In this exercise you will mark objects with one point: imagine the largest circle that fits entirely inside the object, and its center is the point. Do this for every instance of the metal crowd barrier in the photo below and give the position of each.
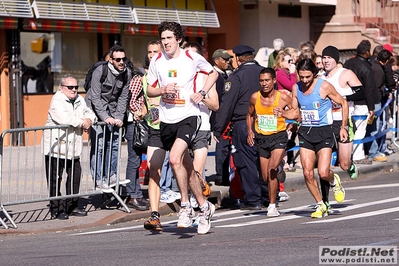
(23, 171)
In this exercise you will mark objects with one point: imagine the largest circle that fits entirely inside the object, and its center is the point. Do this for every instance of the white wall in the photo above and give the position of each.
(260, 26)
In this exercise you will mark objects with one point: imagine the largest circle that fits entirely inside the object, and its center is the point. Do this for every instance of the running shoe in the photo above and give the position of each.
(193, 201)
(204, 223)
(185, 215)
(281, 175)
(175, 195)
(272, 212)
(153, 223)
(320, 212)
(283, 196)
(339, 192)
(353, 171)
(328, 206)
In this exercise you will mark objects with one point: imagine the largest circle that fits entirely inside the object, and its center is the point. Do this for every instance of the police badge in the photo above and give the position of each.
(227, 86)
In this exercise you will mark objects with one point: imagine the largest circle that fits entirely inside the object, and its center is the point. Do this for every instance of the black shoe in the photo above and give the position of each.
(246, 207)
(60, 215)
(138, 204)
(78, 212)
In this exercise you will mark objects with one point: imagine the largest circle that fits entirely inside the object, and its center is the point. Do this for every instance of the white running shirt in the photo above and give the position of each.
(175, 107)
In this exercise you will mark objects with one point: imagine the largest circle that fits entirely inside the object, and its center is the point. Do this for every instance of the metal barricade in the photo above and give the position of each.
(23, 167)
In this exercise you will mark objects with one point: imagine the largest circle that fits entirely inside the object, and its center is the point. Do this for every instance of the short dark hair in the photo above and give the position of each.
(384, 55)
(116, 48)
(269, 70)
(154, 42)
(195, 45)
(307, 64)
(377, 49)
(176, 28)
(309, 44)
(363, 47)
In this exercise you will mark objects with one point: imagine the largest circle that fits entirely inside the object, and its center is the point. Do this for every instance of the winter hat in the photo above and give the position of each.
(331, 51)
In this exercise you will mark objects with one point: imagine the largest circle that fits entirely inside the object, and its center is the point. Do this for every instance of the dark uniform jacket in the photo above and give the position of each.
(237, 92)
(361, 67)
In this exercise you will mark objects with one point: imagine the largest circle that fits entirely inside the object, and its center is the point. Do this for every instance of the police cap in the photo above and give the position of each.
(243, 50)
(221, 53)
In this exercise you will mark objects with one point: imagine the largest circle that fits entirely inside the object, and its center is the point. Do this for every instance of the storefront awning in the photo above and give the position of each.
(153, 30)
(83, 11)
(184, 17)
(123, 14)
(15, 8)
(71, 26)
(8, 23)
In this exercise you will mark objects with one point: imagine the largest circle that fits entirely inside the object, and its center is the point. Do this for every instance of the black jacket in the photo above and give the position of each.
(237, 92)
(362, 68)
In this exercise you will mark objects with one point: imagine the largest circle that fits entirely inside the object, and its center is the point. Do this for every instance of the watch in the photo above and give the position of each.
(203, 93)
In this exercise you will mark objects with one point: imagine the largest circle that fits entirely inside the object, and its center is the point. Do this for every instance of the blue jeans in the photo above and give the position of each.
(167, 182)
(373, 130)
(104, 151)
(133, 165)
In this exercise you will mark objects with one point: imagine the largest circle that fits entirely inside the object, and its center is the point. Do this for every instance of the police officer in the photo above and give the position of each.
(234, 107)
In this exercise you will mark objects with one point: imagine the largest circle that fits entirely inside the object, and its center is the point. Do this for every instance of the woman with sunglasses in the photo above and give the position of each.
(285, 72)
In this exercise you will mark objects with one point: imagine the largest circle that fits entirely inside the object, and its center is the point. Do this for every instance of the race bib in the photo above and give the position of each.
(174, 99)
(267, 123)
(310, 117)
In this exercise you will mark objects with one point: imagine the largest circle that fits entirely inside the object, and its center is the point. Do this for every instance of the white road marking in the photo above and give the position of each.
(372, 186)
(282, 217)
(356, 216)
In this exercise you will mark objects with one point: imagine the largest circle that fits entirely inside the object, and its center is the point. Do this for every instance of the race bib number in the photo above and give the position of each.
(173, 99)
(154, 115)
(267, 123)
(336, 107)
(310, 117)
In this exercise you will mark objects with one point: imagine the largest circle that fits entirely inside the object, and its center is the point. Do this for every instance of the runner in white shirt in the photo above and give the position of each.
(174, 70)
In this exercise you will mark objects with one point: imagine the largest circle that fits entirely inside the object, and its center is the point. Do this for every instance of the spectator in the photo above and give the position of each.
(136, 112)
(316, 139)
(221, 60)
(109, 101)
(378, 124)
(174, 71)
(234, 107)
(364, 106)
(285, 72)
(293, 52)
(319, 63)
(63, 148)
(278, 45)
(306, 46)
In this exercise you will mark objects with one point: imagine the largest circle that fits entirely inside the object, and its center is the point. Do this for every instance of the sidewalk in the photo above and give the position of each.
(35, 218)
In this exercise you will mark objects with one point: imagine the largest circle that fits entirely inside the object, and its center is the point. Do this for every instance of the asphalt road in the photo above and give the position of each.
(368, 217)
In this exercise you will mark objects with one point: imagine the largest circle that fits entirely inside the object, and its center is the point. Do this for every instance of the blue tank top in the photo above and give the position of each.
(315, 111)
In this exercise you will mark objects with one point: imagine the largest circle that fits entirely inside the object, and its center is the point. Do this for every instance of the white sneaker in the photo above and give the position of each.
(272, 212)
(193, 201)
(283, 196)
(165, 197)
(205, 219)
(184, 217)
(174, 195)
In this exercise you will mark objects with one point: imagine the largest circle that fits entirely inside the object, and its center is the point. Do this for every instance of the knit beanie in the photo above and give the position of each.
(332, 52)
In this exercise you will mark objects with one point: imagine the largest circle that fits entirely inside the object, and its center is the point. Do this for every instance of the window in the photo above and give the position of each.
(289, 11)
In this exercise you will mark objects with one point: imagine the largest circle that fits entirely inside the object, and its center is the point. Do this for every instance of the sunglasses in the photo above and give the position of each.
(71, 87)
(124, 59)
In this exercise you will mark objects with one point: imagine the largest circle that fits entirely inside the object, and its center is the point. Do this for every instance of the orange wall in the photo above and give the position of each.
(228, 35)
(4, 91)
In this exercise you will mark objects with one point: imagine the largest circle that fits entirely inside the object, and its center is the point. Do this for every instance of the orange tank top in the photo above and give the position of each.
(266, 123)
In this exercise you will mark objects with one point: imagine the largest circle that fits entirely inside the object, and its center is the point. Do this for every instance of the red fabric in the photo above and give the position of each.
(235, 182)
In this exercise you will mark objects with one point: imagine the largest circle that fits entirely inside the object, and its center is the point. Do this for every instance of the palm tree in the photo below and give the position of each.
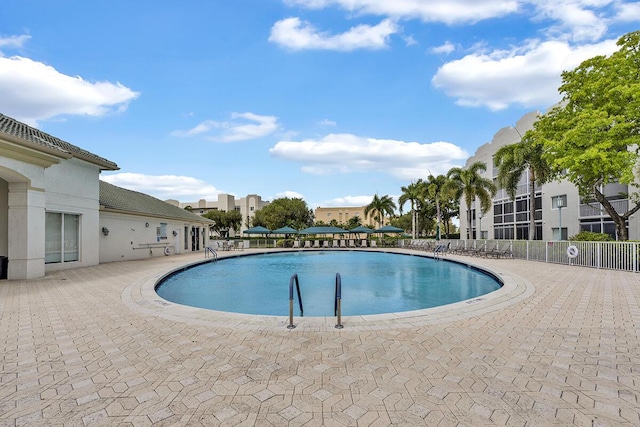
(412, 193)
(513, 161)
(468, 183)
(381, 206)
(436, 189)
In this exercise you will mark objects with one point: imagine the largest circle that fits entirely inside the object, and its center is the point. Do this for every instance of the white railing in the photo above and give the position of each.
(621, 256)
(595, 209)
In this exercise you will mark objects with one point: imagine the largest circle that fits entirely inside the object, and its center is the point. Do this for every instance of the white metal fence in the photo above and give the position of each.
(608, 255)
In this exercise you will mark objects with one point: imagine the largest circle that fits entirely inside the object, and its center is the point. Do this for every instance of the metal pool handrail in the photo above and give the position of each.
(209, 250)
(294, 279)
(337, 307)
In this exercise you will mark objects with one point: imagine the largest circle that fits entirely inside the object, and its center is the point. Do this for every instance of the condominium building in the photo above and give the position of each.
(559, 211)
(343, 214)
(247, 206)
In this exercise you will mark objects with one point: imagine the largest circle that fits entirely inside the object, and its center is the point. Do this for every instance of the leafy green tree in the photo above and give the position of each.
(380, 207)
(437, 189)
(412, 193)
(404, 221)
(224, 221)
(468, 183)
(283, 212)
(592, 138)
(353, 222)
(449, 209)
(513, 161)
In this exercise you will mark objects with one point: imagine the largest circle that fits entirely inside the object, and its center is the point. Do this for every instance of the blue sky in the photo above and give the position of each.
(329, 100)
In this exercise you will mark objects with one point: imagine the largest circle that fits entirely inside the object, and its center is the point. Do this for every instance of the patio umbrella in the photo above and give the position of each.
(361, 229)
(284, 230)
(389, 229)
(257, 230)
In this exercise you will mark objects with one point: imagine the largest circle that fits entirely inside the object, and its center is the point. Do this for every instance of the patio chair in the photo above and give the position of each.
(499, 253)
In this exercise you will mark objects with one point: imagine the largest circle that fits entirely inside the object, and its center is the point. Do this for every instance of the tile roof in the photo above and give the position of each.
(121, 199)
(32, 135)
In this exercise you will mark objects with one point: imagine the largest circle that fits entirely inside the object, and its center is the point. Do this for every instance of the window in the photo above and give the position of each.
(62, 237)
(557, 235)
(161, 232)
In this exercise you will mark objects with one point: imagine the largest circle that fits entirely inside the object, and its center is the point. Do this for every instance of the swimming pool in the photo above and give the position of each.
(372, 283)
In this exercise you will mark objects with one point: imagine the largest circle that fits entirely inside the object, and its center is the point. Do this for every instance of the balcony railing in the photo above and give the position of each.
(595, 209)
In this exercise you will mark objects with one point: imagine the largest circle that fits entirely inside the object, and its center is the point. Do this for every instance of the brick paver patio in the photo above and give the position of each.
(559, 345)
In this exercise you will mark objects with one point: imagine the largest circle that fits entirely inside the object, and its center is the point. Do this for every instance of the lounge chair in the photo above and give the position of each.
(499, 253)
(441, 249)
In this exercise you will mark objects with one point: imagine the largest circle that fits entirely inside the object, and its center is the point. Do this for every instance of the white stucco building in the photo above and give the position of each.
(247, 206)
(509, 219)
(54, 208)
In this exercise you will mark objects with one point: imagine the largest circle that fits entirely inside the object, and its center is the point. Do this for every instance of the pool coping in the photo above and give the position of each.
(141, 296)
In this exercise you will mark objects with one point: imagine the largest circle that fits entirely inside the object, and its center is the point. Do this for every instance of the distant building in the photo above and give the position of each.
(343, 214)
(247, 206)
(509, 219)
(56, 214)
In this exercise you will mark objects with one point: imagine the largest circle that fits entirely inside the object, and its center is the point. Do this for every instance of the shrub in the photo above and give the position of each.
(588, 236)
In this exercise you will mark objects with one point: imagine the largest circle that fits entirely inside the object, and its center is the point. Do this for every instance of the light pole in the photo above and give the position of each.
(559, 205)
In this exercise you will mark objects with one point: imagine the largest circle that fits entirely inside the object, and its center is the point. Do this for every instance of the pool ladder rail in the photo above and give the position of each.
(337, 308)
(209, 251)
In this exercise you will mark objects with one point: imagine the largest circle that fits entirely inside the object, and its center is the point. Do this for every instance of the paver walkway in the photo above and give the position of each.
(94, 346)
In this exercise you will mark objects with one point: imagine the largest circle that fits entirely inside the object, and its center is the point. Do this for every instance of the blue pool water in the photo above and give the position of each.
(372, 283)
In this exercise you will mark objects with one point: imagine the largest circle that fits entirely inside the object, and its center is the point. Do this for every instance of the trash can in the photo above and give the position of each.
(4, 264)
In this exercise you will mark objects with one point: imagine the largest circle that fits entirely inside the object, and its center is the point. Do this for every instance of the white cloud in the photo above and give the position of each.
(32, 91)
(347, 153)
(528, 76)
(578, 19)
(163, 187)
(447, 11)
(348, 201)
(627, 12)
(295, 34)
(15, 42)
(446, 48)
(241, 127)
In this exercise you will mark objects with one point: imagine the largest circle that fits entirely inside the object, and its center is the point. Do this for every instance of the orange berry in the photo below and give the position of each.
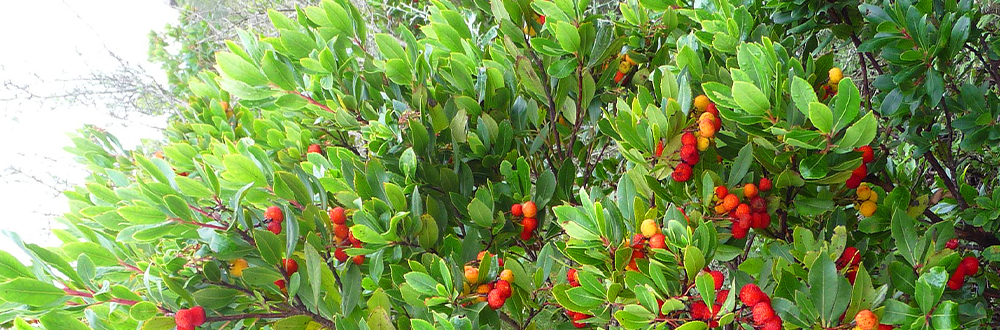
(749, 190)
(528, 209)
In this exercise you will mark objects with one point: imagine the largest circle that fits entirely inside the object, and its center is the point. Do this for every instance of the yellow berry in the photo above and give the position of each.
(703, 143)
(868, 208)
(238, 266)
(835, 76)
(649, 228)
(701, 102)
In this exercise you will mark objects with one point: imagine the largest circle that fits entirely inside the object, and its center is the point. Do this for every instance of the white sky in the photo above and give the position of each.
(48, 40)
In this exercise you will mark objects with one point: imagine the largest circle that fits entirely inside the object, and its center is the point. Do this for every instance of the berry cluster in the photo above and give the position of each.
(273, 217)
(866, 200)
(624, 67)
(849, 259)
(494, 293)
(968, 266)
(529, 223)
(188, 319)
(836, 75)
(343, 237)
(700, 311)
(859, 174)
(750, 214)
(760, 304)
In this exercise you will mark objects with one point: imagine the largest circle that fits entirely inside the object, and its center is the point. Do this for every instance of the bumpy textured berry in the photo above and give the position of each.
(751, 294)
(529, 209)
(291, 266)
(503, 287)
(971, 265)
(952, 244)
(730, 202)
(274, 227)
(688, 139)
(515, 210)
(866, 320)
(764, 185)
(649, 228)
(337, 215)
(682, 172)
(658, 241)
(762, 312)
(273, 213)
(749, 190)
(495, 299)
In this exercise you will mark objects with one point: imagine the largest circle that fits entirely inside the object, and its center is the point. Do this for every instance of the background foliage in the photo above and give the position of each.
(430, 130)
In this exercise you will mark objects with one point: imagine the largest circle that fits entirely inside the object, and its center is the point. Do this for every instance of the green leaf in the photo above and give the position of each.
(278, 72)
(741, 165)
(803, 94)
(694, 261)
(215, 297)
(30, 292)
(143, 311)
(269, 246)
(930, 287)
(10, 267)
(235, 67)
(848, 104)
(62, 321)
(821, 116)
(860, 133)
(399, 71)
(750, 98)
(945, 316)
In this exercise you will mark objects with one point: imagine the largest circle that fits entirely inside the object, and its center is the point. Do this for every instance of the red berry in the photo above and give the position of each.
(274, 227)
(515, 210)
(773, 324)
(688, 139)
(658, 241)
(971, 265)
(762, 312)
(273, 213)
(291, 266)
(853, 182)
(340, 255)
(867, 154)
(682, 172)
(689, 154)
(337, 215)
(572, 277)
(952, 244)
(751, 294)
(721, 192)
(719, 279)
(504, 288)
(529, 224)
(495, 299)
(721, 296)
(764, 185)
(860, 172)
(699, 311)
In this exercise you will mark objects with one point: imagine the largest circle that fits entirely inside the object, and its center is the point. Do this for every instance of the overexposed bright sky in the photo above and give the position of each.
(41, 43)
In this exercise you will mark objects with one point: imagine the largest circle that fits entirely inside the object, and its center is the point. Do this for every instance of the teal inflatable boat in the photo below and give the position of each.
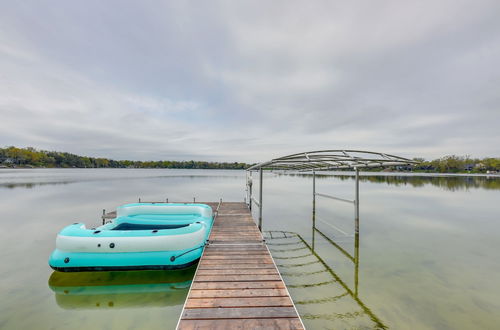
(143, 236)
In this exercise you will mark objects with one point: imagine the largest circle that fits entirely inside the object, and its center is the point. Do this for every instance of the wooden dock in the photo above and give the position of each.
(237, 284)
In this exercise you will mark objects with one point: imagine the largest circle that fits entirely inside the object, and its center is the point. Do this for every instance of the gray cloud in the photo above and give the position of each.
(249, 81)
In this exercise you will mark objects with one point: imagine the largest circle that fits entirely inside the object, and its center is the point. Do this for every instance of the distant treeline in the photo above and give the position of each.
(30, 157)
(458, 164)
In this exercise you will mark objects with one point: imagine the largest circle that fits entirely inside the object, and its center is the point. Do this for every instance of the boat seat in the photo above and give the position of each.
(137, 226)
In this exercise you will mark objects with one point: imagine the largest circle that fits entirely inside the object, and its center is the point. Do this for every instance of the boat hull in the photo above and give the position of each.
(116, 246)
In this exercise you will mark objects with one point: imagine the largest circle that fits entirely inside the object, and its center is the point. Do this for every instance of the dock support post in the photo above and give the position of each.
(314, 199)
(260, 197)
(356, 202)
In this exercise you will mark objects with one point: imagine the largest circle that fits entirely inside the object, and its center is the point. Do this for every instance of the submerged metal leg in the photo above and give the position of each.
(260, 198)
(314, 200)
(356, 263)
(356, 203)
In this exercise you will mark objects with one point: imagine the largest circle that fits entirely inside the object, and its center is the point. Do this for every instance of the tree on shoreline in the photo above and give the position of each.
(31, 157)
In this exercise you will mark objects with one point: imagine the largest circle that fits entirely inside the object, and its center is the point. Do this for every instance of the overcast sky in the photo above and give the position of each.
(250, 80)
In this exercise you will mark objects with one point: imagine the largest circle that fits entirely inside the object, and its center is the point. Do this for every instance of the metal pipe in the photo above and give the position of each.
(250, 190)
(314, 200)
(356, 202)
(356, 263)
(260, 197)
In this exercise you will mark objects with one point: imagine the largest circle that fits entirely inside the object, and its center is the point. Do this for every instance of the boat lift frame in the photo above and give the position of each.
(323, 160)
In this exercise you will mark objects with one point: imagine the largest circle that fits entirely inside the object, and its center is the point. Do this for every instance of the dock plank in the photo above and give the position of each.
(237, 284)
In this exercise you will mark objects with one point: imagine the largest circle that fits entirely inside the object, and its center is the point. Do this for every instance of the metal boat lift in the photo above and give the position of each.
(323, 160)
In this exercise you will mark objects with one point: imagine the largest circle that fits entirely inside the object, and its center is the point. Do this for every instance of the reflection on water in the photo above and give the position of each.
(121, 289)
(322, 297)
(427, 255)
(451, 183)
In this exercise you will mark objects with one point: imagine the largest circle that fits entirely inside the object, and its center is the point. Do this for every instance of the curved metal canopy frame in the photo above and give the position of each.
(324, 160)
(332, 160)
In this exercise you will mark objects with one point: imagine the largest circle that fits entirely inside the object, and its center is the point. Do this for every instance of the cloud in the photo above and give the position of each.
(246, 81)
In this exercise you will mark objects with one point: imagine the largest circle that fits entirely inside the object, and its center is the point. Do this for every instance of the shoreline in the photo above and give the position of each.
(319, 173)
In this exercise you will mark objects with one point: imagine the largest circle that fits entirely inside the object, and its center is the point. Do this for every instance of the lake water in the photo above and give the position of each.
(426, 256)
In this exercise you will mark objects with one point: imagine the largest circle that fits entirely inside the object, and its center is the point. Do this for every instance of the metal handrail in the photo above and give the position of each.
(255, 201)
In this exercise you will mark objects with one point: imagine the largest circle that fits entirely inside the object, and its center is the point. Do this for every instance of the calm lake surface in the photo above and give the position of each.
(426, 256)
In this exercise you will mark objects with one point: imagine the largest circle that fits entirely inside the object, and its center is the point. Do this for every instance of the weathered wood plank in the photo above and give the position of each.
(238, 313)
(283, 323)
(239, 302)
(237, 285)
(236, 278)
(234, 293)
(256, 271)
(238, 266)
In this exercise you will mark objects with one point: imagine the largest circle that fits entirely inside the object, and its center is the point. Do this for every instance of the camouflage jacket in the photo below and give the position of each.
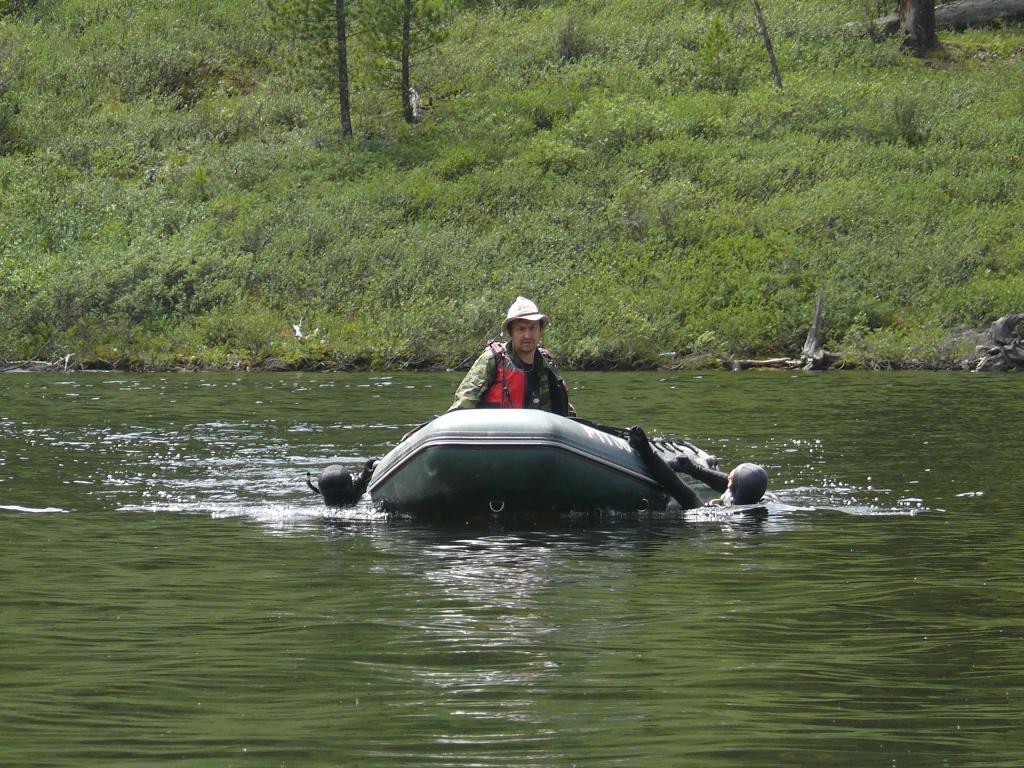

__TASK GOAL__
Which lines in the items above contain the string "distant"? Copy out every one of them, and count a match only when the capitalization is identical.

__WRITTEN SOLUTION__
In this exercise you will mark objects with one point: imagine the largest circle that fits entirely inside the object, and its center is the point. Do this for every instance of the distant building in the photo above and give the position of each.
In this exercise you will mark objects with one point: imagine the largest circle that fits entirely inside the object, and its center is the point. Do this for every instance of the distant treeline in the photo above and give the position of each.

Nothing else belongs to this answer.